ACTIONS TO TAKE:
a) In the Voices & Views blog text below, rewrite the paragraph that begins "When heading out for a springtime hike" as a short list that keeps its main facts.
b) From the Voices & Views blog text below, return a passage word for word. Begin at the words "Voices & Views shares" and stop after the words "the name hobblebush.".

EXERCISE PASSAGE:
┄┄┄┄┄┄┄┄┄┄
Welcome to Voices & Views, a Friends of Mount Sunapee blog dedicated to comments and images that reflect on experiences in nature, land conservation, and environmental stewardship. With your help, Voices & Views will bring you comments and short takes from FOMS members and non-members, bloggers, newsmakers, and others.
John Burroughs said “To find new things, take the path you took yesterday” and of course he was right. I thought of him last year when I found spring beauties I had been walking by for years and then I thought of him again on this day, when I found sessile leaved bellwort growing right beside the trail I’ve hiked so many times. I’m always amazed by how much I miss, and that’s why I walk the same trails again and again. It’s the only way to truly know a place.
See New Hampshire Garden Solutions, Exploring Nature in New Hampshire.
When heading out for a springtime hike or forest walk, be sure to look for the showy flowers of the hobblebush (Viburnum lantanoides). The hobblebush is a shade loving deciduous shrub with sprawling branches, which will root if they touch the ground. The photo above, taken while hiking at Mount Sunapee State Park, shows the flat-topped clusters of white flowers of the hobblebush.
Voices & Views shares The Nature of Phenology, Episode 123, Hobblebush
Large clusters of hobblebush flowers can be found now. Not only do hobblebush flowers trick pollinators into landing on them, but the plants really do trip walking animals and careless hikers more than your average shrub—hence the name hobblebush.
┄┄┄┄┄┄┄┄┄┄
GIVEN ENTRIES:
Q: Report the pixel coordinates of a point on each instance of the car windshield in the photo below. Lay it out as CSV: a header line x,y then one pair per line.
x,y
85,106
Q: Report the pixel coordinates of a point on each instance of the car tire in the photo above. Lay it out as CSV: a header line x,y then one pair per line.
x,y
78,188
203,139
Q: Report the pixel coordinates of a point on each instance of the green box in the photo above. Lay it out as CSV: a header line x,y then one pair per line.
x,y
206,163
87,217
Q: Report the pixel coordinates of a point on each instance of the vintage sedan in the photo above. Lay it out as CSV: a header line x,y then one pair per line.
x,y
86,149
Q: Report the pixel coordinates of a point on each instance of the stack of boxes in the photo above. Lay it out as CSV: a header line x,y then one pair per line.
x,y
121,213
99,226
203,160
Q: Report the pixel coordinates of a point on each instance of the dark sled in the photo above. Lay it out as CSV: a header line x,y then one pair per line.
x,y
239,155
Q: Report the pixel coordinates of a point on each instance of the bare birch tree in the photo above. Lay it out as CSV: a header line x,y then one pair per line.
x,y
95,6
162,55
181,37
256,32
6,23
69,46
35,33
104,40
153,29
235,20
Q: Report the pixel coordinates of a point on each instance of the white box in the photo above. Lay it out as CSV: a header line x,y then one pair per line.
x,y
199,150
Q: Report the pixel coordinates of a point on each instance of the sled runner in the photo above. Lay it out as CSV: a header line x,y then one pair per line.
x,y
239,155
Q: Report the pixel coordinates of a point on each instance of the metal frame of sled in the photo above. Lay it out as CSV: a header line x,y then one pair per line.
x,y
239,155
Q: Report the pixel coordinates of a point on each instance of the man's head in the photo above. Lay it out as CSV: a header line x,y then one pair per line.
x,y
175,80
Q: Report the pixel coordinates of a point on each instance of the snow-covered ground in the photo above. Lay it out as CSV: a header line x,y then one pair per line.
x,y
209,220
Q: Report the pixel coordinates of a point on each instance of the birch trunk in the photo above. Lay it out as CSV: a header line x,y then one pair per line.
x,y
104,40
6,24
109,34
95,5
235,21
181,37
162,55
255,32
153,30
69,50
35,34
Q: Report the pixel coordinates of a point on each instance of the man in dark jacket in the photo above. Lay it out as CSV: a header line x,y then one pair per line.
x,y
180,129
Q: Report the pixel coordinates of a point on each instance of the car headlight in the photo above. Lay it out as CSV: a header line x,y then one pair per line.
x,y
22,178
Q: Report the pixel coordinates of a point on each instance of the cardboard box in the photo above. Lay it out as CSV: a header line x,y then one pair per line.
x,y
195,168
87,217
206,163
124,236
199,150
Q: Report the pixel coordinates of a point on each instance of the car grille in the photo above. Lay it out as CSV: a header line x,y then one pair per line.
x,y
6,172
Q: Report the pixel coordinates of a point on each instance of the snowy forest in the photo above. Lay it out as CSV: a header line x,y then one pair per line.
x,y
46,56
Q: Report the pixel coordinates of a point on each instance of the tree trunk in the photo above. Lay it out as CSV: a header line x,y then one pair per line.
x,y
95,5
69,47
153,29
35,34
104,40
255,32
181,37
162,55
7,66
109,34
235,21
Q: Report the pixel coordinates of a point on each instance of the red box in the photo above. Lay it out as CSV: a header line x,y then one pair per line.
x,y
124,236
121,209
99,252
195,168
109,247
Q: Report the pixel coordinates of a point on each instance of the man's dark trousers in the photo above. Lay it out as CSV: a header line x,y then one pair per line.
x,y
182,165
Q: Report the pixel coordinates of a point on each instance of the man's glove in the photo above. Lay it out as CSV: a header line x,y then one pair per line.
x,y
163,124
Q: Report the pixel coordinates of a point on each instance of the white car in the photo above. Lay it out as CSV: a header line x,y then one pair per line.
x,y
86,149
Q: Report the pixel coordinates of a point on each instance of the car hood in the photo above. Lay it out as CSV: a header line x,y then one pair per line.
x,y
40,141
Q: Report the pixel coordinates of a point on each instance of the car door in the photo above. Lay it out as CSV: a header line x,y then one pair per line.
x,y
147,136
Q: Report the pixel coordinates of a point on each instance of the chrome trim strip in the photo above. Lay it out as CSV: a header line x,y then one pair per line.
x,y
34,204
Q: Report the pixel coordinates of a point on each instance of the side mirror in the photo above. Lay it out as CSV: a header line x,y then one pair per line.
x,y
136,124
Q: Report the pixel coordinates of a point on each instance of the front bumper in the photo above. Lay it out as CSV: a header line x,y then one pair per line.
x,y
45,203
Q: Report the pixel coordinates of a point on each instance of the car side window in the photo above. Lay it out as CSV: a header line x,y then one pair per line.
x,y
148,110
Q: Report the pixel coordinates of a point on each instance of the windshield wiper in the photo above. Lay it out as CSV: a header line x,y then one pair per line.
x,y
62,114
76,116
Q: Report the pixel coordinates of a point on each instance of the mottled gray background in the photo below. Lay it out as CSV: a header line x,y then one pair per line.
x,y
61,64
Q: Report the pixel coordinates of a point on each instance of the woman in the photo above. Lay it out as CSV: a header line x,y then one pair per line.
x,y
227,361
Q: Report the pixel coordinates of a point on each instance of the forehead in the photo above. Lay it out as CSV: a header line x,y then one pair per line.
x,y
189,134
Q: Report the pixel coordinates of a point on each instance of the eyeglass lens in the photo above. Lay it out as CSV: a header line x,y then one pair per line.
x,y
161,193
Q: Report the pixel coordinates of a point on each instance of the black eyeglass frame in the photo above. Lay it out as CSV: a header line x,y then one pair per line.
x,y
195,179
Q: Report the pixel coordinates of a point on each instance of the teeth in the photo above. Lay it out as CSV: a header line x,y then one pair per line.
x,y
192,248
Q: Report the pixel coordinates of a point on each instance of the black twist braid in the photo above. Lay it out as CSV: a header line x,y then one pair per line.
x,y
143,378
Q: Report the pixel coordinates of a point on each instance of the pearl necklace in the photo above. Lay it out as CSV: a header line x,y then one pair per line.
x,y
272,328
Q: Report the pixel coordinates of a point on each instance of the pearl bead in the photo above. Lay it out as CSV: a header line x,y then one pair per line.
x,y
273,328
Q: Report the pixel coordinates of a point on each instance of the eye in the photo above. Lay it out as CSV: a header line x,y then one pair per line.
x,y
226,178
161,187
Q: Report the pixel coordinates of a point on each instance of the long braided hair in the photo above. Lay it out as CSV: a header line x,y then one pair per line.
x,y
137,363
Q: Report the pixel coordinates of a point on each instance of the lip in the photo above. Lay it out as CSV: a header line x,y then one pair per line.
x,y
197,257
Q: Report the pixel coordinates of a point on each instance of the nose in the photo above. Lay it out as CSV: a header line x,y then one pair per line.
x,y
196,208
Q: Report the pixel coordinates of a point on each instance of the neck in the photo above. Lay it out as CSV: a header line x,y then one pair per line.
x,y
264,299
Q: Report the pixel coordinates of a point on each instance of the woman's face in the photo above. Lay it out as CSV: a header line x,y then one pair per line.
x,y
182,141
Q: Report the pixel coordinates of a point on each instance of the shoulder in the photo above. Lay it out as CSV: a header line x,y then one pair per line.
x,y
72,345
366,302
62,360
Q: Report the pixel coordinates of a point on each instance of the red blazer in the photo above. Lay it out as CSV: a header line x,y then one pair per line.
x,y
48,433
┄┄┄┄┄┄┄┄┄┄
RESPONSES BY ITEM NUMBER:
a)
- On spring hikes or forest walks, look for the showy flowers of the hobblebush (Viburnum lantanoides).
- It is a shade-loving deciduous shrub.
- Its branches sprawl and will root if they touch the ground.
- A photo taken at Mount Sunapee State Park shows its flat-topped clusters of white flowers.

b)
Voices & Views shares The Nature of Phenology, Episode 123, Hobblebush
Large clusters of hobblebush flowers can be found now. Not only do hobblebush flowers trick pollinators into landing on them, but the plants really do trip walking animals and careless hikers more than your average shrub—hence the name hobblebush.